───── Given information ─────

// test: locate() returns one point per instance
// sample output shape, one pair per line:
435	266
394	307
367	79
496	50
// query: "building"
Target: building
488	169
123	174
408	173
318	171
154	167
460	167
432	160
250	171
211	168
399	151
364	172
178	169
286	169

─────

* **What to do**: Repeat the entries exactly, all of them.

* **Answer box**:
// test: locate() returns one point per instance
// sample output shape, one pair per line:
435	266
394	307
367	79
496	50
// query: "building"
Target: building
488	169
123	174
408	173
318	171
154	167
460	167
432	160
250	171
211	168
399	151
364	172
178	169
286	169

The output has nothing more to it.